- _TASK DETAILS_: Go through the entries one line at a time, and gather every line that has the word "crowd".

Stored data
>>>
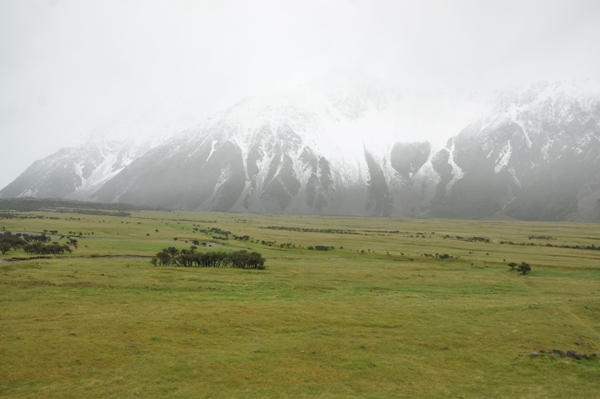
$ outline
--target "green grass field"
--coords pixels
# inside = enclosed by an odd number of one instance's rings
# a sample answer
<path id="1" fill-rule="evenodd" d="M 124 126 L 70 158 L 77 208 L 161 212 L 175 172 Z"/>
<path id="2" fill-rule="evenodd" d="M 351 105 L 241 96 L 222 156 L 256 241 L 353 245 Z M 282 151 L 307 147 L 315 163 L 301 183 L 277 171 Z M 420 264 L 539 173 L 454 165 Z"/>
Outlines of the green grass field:
<path id="1" fill-rule="evenodd" d="M 82 234 L 70 255 L 2 256 L 0 397 L 600 397 L 599 359 L 530 356 L 600 352 L 600 251 L 557 247 L 598 245 L 598 225 L 22 214 L 45 217 L 0 228 Z M 194 231 L 213 227 L 251 240 Z M 192 240 L 267 268 L 150 264 Z"/>

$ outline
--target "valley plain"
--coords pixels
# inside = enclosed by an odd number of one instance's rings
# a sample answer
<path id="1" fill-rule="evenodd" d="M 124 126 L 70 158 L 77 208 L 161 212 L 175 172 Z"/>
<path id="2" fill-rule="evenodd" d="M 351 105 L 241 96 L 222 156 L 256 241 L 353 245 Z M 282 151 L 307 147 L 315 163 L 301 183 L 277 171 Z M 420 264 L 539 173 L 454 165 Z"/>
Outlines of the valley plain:
<path id="1" fill-rule="evenodd" d="M 1 256 L 0 397 L 600 397 L 548 353 L 600 352 L 597 224 L 73 212 L 0 219 L 78 239 Z M 193 240 L 266 269 L 150 263 Z"/>

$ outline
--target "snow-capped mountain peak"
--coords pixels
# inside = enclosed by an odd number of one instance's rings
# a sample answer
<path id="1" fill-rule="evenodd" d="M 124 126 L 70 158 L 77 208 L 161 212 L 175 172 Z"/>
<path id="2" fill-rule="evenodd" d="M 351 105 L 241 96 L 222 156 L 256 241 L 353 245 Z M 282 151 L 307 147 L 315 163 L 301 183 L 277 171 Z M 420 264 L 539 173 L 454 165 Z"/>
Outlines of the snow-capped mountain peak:
<path id="1" fill-rule="evenodd" d="M 152 124 L 148 131 L 176 126 Z M 0 196 L 206 211 L 600 220 L 596 82 L 432 92 L 335 71 L 244 98 L 181 130 L 157 145 L 105 128 L 38 161 Z"/>

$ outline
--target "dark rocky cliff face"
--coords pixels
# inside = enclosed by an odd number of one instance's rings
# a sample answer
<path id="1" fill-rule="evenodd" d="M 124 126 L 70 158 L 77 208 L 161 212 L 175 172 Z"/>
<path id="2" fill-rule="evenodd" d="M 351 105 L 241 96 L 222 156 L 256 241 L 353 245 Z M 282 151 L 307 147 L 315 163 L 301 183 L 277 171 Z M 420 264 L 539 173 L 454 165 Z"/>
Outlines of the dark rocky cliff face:
<path id="1" fill-rule="evenodd" d="M 431 154 L 431 144 L 396 143 L 392 147 L 390 161 L 394 168 L 405 179 L 410 179 L 421 169 Z"/>

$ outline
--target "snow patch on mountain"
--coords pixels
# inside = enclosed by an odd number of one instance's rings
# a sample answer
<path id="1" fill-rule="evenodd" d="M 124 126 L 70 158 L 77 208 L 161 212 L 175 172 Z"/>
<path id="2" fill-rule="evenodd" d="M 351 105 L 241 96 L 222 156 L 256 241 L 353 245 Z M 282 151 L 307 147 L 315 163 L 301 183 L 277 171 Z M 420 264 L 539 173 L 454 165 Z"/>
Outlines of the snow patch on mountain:
<path id="1" fill-rule="evenodd" d="M 506 146 L 500 151 L 498 154 L 498 159 L 496 159 L 496 166 L 494 166 L 494 171 L 496 173 L 500 172 L 502 169 L 508 166 L 510 162 L 510 156 L 512 155 L 512 146 L 510 144 L 510 140 L 506 144 Z"/>
<path id="2" fill-rule="evenodd" d="M 456 151 L 456 143 L 454 142 L 453 138 L 451 139 L 451 142 L 452 144 L 448 148 L 448 164 L 452 167 L 452 180 L 450 180 L 450 182 L 446 184 L 446 194 L 450 194 L 454 183 L 462 179 L 465 175 L 460 166 L 458 166 L 456 162 L 454 162 L 454 152 Z"/>
<path id="3" fill-rule="evenodd" d="M 519 127 L 521 128 L 521 130 L 523 131 L 523 135 L 525 135 L 525 140 L 527 143 L 527 148 L 531 148 L 533 145 L 533 142 L 531 141 L 531 138 L 529 137 L 529 134 L 527 134 L 527 129 L 525 129 L 525 125 L 519 121 L 519 111 L 522 111 L 521 108 L 515 106 L 514 104 L 509 108 L 508 110 L 508 114 L 510 116 L 511 121 L 513 121 L 514 123 L 516 123 L 517 125 L 519 125 Z"/>

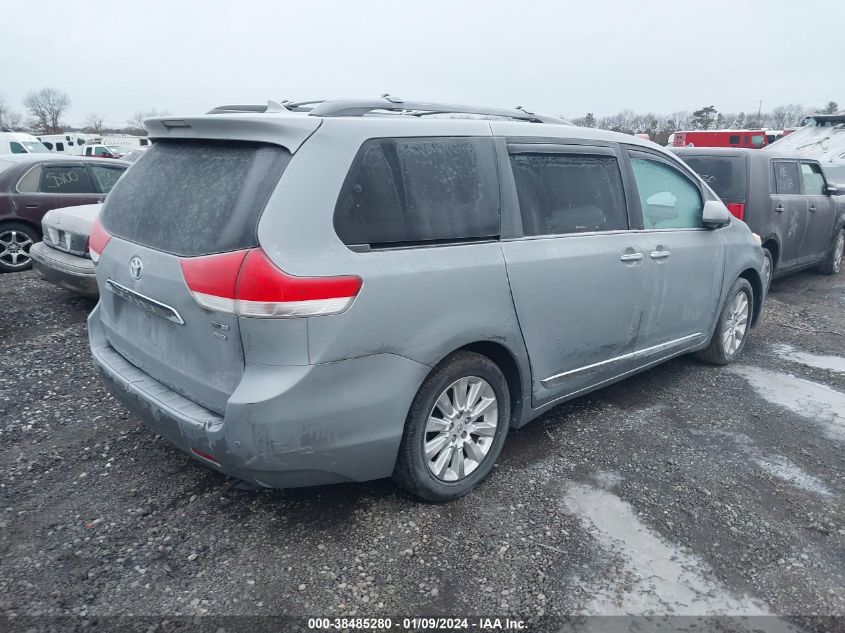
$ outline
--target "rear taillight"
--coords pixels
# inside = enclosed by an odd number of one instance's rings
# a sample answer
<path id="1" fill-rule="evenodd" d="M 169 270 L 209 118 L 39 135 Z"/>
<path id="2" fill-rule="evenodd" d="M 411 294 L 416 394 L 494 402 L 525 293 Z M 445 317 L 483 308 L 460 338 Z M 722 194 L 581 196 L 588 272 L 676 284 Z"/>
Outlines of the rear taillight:
<path id="1" fill-rule="evenodd" d="M 361 278 L 294 277 L 260 248 L 179 260 L 185 283 L 207 310 L 244 317 L 338 314 L 361 290 Z"/>
<path id="2" fill-rule="evenodd" d="M 742 202 L 729 202 L 727 204 L 728 211 L 738 220 L 745 219 L 745 204 Z"/>
<path id="3" fill-rule="evenodd" d="M 91 255 L 91 261 L 95 264 L 100 260 L 100 255 L 109 243 L 111 235 L 103 228 L 100 223 L 100 218 L 94 220 L 94 226 L 91 227 L 91 235 L 88 236 L 88 254 Z"/>

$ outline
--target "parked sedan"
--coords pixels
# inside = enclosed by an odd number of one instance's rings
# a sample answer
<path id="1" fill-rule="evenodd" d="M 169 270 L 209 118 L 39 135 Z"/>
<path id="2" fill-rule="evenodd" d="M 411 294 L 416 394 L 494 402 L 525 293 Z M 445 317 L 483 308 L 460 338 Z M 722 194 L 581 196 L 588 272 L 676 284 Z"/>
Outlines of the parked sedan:
<path id="1" fill-rule="evenodd" d="M 845 250 L 845 188 L 792 152 L 673 148 L 763 241 L 765 282 L 816 267 L 833 275 Z M 845 184 L 845 183 L 843 183 Z M 768 287 L 768 286 L 767 286 Z"/>
<path id="2" fill-rule="evenodd" d="M 129 163 L 57 154 L 0 157 L 0 272 L 32 265 L 51 209 L 102 202 Z"/>
<path id="3" fill-rule="evenodd" d="M 32 267 L 42 279 L 83 297 L 99 295 L 88 237 L 102 206 L 81 204 L 47 212 L 42 222 L 44 239 L 29 251 Z"/>

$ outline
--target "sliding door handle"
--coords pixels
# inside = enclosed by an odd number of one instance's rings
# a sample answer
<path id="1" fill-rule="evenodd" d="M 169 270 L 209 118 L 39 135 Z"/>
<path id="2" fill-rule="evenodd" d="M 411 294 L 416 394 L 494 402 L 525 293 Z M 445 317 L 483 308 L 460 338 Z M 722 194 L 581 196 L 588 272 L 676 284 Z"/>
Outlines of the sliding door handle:
<path id="1" fill-rule="evenodd" d="M 643 258 L 642 253 L 624 253 L 619 259 L 623 262 L 638 262 Z"/>
<path id="2" fill-rule="evenodd" d="M 671 255 L 669 251 L 651 251 L 651 258 L 652 259 L 666 259 Z"/>

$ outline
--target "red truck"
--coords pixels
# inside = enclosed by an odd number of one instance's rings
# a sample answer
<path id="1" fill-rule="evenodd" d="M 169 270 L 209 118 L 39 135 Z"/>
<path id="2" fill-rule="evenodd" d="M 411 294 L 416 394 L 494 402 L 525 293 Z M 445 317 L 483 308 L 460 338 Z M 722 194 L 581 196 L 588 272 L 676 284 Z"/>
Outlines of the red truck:
<path id="1" fill-rule="evenodd" d="M 751 147 L 768 145 L 765 130 L 688 130 L 675 132 L 674 147 Z"/>

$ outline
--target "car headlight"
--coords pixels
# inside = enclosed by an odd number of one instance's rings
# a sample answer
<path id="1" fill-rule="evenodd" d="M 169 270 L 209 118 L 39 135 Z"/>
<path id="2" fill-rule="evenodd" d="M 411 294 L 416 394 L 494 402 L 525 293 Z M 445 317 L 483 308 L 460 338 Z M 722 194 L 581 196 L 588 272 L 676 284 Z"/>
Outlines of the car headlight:
<path id="1" fill-rule="evenodd" d="M 754 236 L 754 241 L 755 241 L 755 242 L 757 242 L 757 246 L 762 246 L 762 245 L 763 245 L 763 238 L 761 238 L 761 237 L 760 237 L 759 235 L 757 235 L 756 233 L 752 233 L 751 235 L 753 235 L 753 236 Z"/>

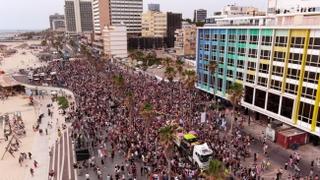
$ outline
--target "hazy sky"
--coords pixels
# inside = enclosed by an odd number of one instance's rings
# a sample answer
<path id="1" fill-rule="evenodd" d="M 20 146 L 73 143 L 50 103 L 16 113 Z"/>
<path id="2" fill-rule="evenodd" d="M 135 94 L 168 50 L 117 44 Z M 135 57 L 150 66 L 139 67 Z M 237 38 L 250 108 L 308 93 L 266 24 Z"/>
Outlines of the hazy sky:
<path id="1" fill-rule="evenodd" d="M 256 6 L 263 10 L 267 0 L 144 0 L 159 3 L 162 11 L 181 12 L 192 18 L 193 10 L 204 8 L 209 15 L 227 4 Z M 0 0 L 0 29 L 45 29 L 49 27 L 49 15 L 63 13 L 64 0 Z"/>

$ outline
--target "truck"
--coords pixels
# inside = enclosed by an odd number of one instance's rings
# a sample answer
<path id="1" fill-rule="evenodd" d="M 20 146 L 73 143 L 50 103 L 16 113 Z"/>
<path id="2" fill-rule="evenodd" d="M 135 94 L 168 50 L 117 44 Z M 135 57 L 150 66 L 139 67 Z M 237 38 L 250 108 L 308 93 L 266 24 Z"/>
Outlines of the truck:
<path id="1" fill-rule="evenodd" d="M 178 133 L 174 144 L 183 156 L 197 165 L 201 170 L 208 168 L 213 151 L 207 143 L 200 143 L 196 134 Z"/>

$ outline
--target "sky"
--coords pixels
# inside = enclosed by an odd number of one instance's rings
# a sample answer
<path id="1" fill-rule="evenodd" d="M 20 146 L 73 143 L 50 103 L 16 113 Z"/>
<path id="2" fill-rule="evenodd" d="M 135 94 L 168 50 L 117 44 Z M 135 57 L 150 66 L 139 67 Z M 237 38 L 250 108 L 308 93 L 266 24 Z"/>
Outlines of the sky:
<path id="1" fill-rule="evenodd" d="M 207 9 L 208 14 L 228 4 L 267 8 L 267 0 L 144 0 L 160 4 L 162 11 L 179 12 L 191 18 L 194 9 Z M 64 0 L 0 0 L 0 30 L 41 30 L 49 27 L 49 15 L 63 14 Z"/>

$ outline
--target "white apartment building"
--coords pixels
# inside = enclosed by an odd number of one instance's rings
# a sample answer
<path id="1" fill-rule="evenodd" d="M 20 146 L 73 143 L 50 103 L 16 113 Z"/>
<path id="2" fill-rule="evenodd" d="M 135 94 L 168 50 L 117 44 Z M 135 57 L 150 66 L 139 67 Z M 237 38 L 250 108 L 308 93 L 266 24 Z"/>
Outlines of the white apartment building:
<path id="1" fill-rule="evenodd" d="M 127 28 L 124 24 L 106 26 L 103 29 L 104 54 L 109 57 L 128 57 Z"/>
<path id="2" fill-rule="evenodd" d="M 159 11 L 147 11 L 142 14 L 143 37 L 166 37 L 167 14 Z"/>
<path id="3" fill-rule="evenodd" d="M 123 22 L 127 26 L 129 36 L 140 35 L 143 0 L 109 1 L 111 25 L 118 25 Z"/>

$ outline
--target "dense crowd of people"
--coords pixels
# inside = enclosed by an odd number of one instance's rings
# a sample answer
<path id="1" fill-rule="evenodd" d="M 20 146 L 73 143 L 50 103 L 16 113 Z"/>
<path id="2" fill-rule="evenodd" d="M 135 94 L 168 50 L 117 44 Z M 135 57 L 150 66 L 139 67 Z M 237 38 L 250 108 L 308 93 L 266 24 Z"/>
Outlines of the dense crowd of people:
<<<
- _RESPONSE AREA_:
--target "dense crowd of people"
Outlines of the dense crowd of people:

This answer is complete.